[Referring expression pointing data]

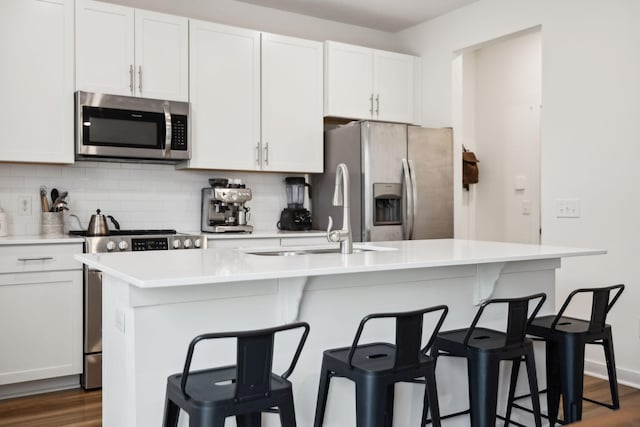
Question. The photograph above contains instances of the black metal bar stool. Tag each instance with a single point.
(376, 367)
(484, 349)
(565, 339)
(244, 390)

**About this exercise:**
Repeat every line above exactly, but omit all images.

**Written reply:**
Question. The photograph above contains instances of the black metal bar stool. Tag each instance with a single point.
(376, 367)
(484, 349)
(565, 339)
(244, 390)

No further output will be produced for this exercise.